_Dataset items_

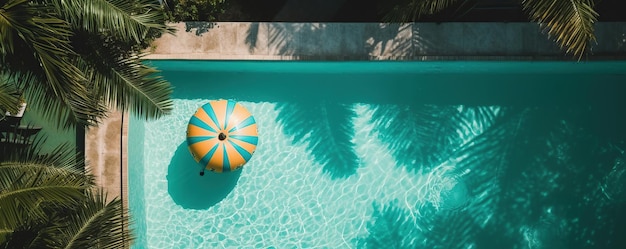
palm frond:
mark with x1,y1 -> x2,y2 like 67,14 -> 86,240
0,72 -> 19,114
0,162 -> 92,231
61,192 -> 134,249
81,56 -> 173,119
522,0 -> 598,60
51,0 -> 171,42
383,0 -> 458,23
0,1 -> 97,127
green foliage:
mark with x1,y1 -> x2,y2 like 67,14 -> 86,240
0,136 -> 133,248
166,0 -> 228,22
0,0 -> 172,128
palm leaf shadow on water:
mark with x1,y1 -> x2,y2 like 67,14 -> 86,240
167,142 -> 243,209
372,104 -> 498,171
358,106 -> 626,248
276,101 -> 359,179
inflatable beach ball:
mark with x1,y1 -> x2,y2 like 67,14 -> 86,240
187,100 -> 258,175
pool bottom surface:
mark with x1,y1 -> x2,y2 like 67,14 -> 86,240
129,61 -> 626,249
135,100 -> 454,248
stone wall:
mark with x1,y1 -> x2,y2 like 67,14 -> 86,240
146,22 -> 626,60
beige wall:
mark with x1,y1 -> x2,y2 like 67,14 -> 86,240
146,22 -> 626,60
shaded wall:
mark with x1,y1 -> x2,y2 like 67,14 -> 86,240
147,22 -> 626,60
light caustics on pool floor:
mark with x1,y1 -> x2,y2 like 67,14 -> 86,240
131,100 -> 467,248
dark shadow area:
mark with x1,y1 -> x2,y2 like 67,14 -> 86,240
217,0 -> 626,22
245,22 -> 414,60
185,22 -> 218,35
167,142 -> 241,209
276,101 -> 359,179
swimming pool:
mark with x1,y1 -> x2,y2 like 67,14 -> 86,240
128,61 -> 626,248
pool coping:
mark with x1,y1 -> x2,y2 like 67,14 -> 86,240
85,22 -> 626,247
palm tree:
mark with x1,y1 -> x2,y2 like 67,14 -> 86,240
0,0 -> 172,127
0,139 -> 133,248
385,0 -> 598,60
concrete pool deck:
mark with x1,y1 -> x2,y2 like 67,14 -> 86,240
85,22 -> 626,245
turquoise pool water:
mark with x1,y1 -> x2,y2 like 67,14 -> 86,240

_What the task requires_
Copy the listing from its first line through the line containing "131,100 -> 467,248", putting "barrier" in place of each "wall" and keeping everything else the same. Leave out the pictures.

_Task response_
palm frond:
mark with x1,y1 -> x2,y2 like 67,14 -> 86,240
0,72 -> 19,114
0,162 -> 92,231
61,192 -> 134,249
81,56 -> 173,119
522,0 -> 598,60
51,0 -> 171,42
383,0 -> 458,23
0,1 -> 97,127
green foliage:
mark with x1,y1 -> x2,y2 like 67,14 -> 86,240
0,136 -> 133,248
166,0 -> 228,22
0,0 -> 172,128
palm leaf shadow on water:
mark with x1,y1 -> x2,y2 like 67,14 -> 86,240
167,142 -> 243,209
372,104 -> 498,171
358,106 -> 626,248
276,101 -> 359,179
inflatable beach ball:
mark with x1,y1 -> x2,y2 like 67,14 -> 86,240
187,100 -> 258,175
pool bottom surface:
mark with x1,y1 -> x2,y2 like 67,14 -> 86,240
129,61 -> 626,249
135,100 -> 454,248
stone barrier:
mark with x1,y1 -> x2,y2 like 67,14 -> 86,240
146,22 -> 626,60
beige barrier:
mark with x1,y1 -> x2,y2 like 67,14 -> 86,240
146,22 -> 626,60
shaded barrier:
mark with x1,y1 -> x2,y2 like 67,14 -> 86,240
147,22 -> 626,60
light caustics on pool floor:
mark with x1,y1 -> x2,y2 like 67,14 -> 86,240
131,100 -> 467,248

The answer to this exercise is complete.